**What this task involves**
Count the lines in the entries that contain the word "narrow" and give only that number.
▬▬▬▬▬▬
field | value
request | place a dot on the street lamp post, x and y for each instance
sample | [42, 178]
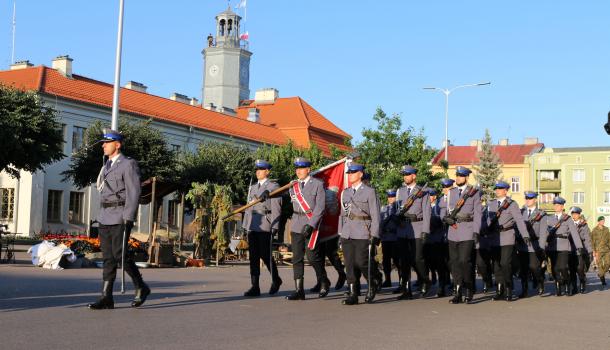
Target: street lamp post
[447, 92]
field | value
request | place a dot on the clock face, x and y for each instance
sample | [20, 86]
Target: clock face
[214, 70]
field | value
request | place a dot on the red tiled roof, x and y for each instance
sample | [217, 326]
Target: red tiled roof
[511, 154]
[47, 80]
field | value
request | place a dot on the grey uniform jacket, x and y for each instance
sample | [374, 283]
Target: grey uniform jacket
[121, 183]
[585, 237]
[511, 218]
[263, 216]
[388, 227]
[356, 207]
[567, 229]
[420, 209]
[314, 195]
[438, 233]
[473, 208]
[537, 231]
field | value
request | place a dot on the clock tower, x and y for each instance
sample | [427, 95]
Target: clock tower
[226, 68]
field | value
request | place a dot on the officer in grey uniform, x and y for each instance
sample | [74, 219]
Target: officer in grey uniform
[261, 221]
[503, 220]
[389, 245]
[462, 232]
[560, 228]
[414, 229]
[531, 255]
[119, 186]
[359, 229]
[579, 264]
[302, 227]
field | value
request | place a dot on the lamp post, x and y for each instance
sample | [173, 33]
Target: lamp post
[448, 92]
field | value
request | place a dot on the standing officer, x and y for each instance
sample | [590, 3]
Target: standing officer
[532, 255]
[414, 211]
[119, 186]
[389, 244]
[434, 246]
[308, 204]
[559, 230]
[359, 229]
[504, 218]
[579, 264]
[464, 215]
[262, 222]
[600, 242]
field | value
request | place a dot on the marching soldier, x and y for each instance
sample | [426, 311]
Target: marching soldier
[359, 229]
[579, 264]
[261, 222]
[559, 230]
[532, 255]
[308, 203]
[389, 245]
[435, 245]
[463, 215]
[504, 218]
[414, 213]
[600, 242]
[119, 186]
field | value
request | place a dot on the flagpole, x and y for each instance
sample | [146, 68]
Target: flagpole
[117, 70]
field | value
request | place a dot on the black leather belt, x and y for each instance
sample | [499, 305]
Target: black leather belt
[113, 204]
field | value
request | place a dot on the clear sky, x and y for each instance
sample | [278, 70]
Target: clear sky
[548, 60]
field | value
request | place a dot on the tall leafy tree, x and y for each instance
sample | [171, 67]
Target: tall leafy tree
[142, 142]
[31, 136]
[488, 168]
[389, 146]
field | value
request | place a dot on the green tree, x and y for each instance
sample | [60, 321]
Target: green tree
[31, 136]
[142, 142]
[488, 169]
[385, 149]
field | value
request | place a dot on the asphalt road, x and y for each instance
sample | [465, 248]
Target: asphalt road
[204, 309]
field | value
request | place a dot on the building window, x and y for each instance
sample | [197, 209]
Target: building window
[7, 203]
[578, 175]
[515, 186]
[78, 138]
[606, 197]
[75, 208]
[173, 213]
[54, 206]
[579, 197]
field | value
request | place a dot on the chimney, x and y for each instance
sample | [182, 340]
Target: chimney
[266, 96]
[180, 98]
[530, 141]
[63, 64]
[254, 115]
[135, 86]
[21, 65]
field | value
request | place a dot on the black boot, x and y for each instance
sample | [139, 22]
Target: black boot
[499, 292]
[407, 294]
[275, 285]
[457, 297]
[299, 292]
[340, 281]
[324, 287]
[352, 296]
[254, 290]
[315, 289]
[106, 301]
[541, 287]
[524, 288]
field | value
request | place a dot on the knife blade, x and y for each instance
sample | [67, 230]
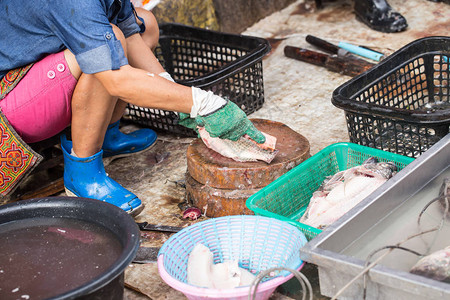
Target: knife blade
[146, 255]
[156, 227]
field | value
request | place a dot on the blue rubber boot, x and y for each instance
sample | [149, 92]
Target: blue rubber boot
[86, 177]
[119, 144]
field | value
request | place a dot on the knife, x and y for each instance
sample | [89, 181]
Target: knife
[146, 255]
[156, 227]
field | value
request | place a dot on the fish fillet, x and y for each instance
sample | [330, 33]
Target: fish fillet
[243, 150]
[202, 271]
[199, 266]
[435, 266]
[341, 192]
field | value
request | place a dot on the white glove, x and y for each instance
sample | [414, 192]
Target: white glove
[205, 102]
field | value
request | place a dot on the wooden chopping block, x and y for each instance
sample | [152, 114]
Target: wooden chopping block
[214, 202]
[214, 170]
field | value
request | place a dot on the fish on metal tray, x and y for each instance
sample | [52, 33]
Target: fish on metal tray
[242, 150]
[435, 266]
[342, 191]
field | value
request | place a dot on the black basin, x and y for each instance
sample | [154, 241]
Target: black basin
[120, 228]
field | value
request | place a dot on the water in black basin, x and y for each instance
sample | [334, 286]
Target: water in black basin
[45, 257]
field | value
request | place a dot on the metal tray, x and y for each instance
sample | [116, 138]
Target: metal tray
[386, 217]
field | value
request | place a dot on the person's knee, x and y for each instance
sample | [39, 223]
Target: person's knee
[151, 33]
[121, 37]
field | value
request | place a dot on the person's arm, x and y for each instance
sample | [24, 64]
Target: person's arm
[143, 88]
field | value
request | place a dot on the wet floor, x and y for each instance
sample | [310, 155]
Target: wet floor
[296, 93]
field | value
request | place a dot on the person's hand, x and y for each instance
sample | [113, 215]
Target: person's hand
[230, 122]
[221, 118]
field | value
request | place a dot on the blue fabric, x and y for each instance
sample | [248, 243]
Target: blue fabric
[32, 29]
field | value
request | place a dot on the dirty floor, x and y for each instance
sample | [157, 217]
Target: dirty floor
[296, 93]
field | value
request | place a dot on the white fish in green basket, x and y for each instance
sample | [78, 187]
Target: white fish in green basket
[341, 192]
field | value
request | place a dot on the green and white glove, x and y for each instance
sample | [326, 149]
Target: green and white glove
[230, 122]
[221, 118]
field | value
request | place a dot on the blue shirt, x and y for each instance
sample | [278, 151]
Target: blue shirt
[30, 30]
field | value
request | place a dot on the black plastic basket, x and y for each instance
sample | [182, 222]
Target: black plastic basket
[402, 105]
[227, 64]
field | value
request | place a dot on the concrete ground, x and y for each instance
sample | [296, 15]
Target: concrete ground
[296, 93]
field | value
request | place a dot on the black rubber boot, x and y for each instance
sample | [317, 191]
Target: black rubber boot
[379, 15]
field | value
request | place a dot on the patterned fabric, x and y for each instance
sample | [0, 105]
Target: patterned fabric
[17, 159]
[11, 79]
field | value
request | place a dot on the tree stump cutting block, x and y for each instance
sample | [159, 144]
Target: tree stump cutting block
[214, 202]
[220, 186]
[210, 168]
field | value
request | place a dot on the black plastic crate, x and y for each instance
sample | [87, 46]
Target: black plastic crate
[229, 65]
[401, 105]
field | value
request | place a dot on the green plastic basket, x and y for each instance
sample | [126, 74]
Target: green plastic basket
[287, 197]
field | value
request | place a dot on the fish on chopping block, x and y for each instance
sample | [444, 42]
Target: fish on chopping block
[203, 272]
[435, 266]
[243, 150]
[344, 190]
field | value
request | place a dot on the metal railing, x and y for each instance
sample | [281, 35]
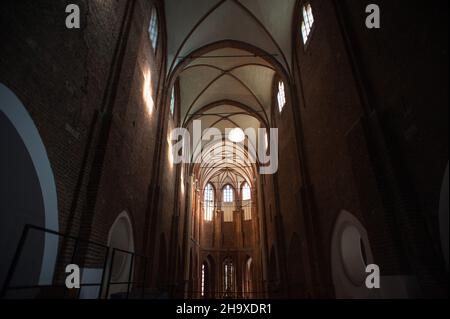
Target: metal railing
[107, 264]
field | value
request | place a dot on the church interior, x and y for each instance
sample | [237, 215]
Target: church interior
[315, 148]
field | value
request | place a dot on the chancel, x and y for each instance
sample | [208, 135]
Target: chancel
[224, 149]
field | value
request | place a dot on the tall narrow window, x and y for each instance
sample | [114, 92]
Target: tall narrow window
[281, 96]
[307, 22]
[203, 280]
[209, 202]
[247, 202]
[228, 196]
[246, 193]
[228, 204]
[172, 102]
[228, 275]
[153, 29]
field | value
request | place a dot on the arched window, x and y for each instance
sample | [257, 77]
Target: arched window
[228, 275]
[247, 202]
[281, 96]
[307, 23]
[228, 194]
[246, 193]
[172, 102]
[153, 29]
[209, 202]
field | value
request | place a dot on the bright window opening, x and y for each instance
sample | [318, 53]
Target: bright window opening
[281, 96]
[209, 202]
[307, 23]
[228, 195]
[153, 29]
[172, 102]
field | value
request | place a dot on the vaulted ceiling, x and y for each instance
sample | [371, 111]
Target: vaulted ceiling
[225, 54]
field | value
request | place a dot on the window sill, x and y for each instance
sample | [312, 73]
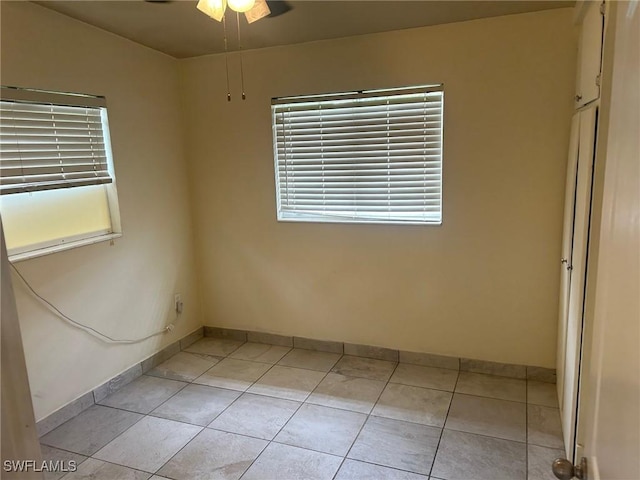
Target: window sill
[40, 252]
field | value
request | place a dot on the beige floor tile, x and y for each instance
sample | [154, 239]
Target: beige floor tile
[542, 393]
[143, 394]
[233, 374]
[468, 456]
[256, 415]
[396, 444]
[488, 416]
[218, 347]
[91, 430]
[355, 470]
[260, 352]
[215, 455]
[149, 444]
[66, 460]
[364, 367]
[93, 469]
[196, 404]
[184, 366]
[279, 461]
[349, 393]
[413, 404]
[322, 429]
[310, 359]
[492, 386]
[288, 383]
[427, 377]
[540, 460]
[543, 426]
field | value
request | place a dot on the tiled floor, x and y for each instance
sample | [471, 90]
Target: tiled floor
[227, 410]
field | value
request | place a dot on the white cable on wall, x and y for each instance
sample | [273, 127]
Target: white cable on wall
[90, 330]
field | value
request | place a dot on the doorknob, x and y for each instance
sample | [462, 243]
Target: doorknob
[565, 470]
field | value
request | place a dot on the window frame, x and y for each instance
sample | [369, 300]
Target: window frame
[352, 216]
[43, 97]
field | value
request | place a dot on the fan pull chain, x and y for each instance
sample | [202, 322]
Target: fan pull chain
[240, 52]
[226, 55]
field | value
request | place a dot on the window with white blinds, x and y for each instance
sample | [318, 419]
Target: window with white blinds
[361, 157]
[59, 143]
[57, 184]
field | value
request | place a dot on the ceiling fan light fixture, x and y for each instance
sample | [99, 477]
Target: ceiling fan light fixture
[260, 10]
[213, 8]
[241, 5]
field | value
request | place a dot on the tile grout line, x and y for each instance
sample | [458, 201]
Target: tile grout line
[368, 417]
[158, 406]
[435, 453]
[269, 442]
[304, 401]
[214, 418]
[526, 430]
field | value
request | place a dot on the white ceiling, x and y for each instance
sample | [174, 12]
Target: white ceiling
[180, 30]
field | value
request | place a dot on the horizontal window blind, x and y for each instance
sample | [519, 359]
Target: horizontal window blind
[360, 157]
[49, 145]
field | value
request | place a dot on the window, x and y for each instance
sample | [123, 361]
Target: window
[365, 157]
[57, 188]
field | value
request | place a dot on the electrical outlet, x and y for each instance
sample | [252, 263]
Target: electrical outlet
[177, 303]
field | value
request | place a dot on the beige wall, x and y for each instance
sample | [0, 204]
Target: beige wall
[484, 284]
[125, 290]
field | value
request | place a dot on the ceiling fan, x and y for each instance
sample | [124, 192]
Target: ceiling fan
[254, 10]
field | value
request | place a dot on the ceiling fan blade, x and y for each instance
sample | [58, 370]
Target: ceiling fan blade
[214, 8]
[278, 7]
[259, 10]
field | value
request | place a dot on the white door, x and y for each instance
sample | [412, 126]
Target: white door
[567, 250]
[590, 51]
[573, 267]
[609, 412]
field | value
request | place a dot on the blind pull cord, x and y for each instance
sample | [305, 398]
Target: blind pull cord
[226, 55]
[240, 52]
[90, 330]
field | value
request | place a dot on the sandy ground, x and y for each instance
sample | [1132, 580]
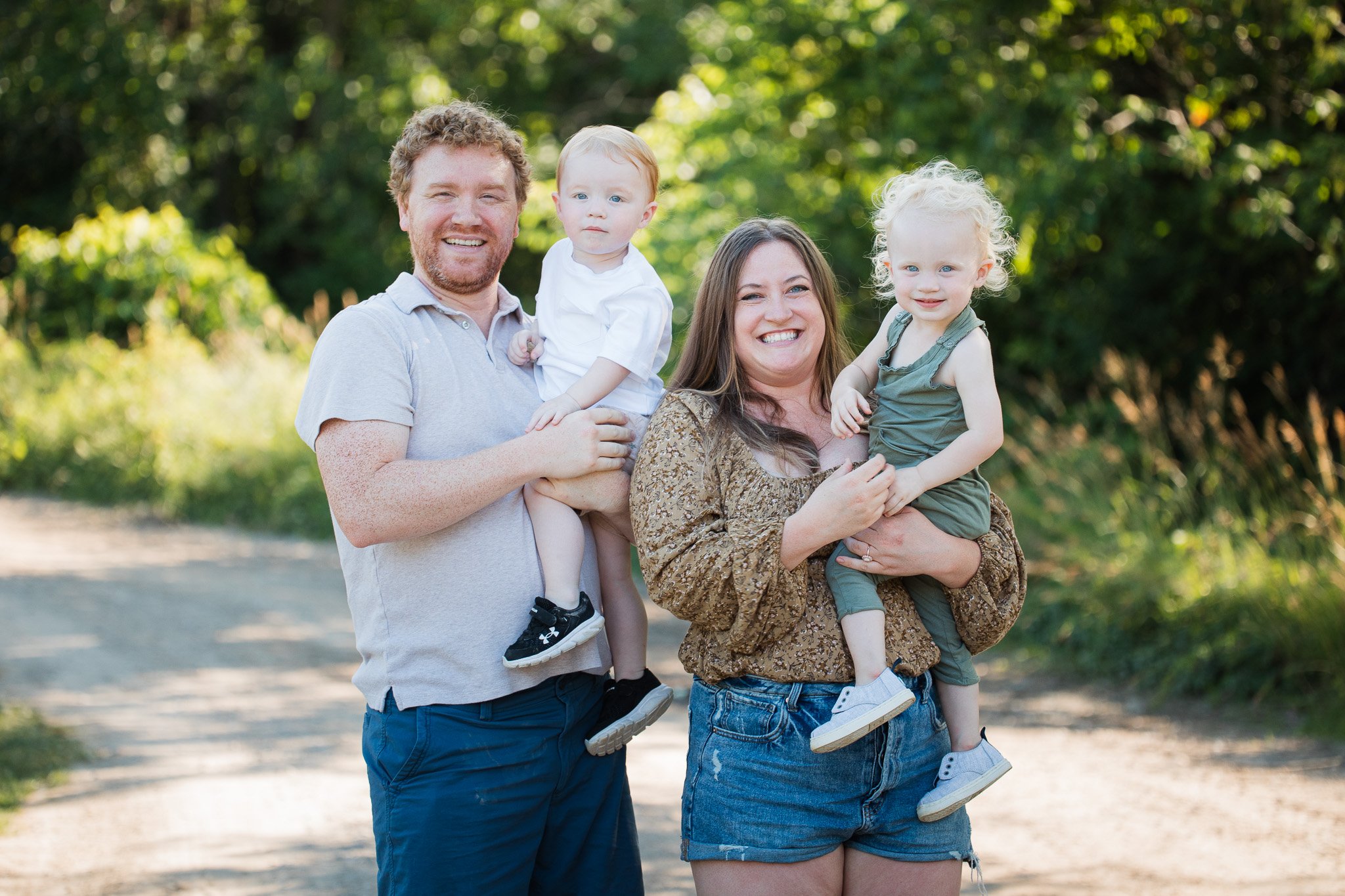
▬▬▬▬▬▬
**Final result**
2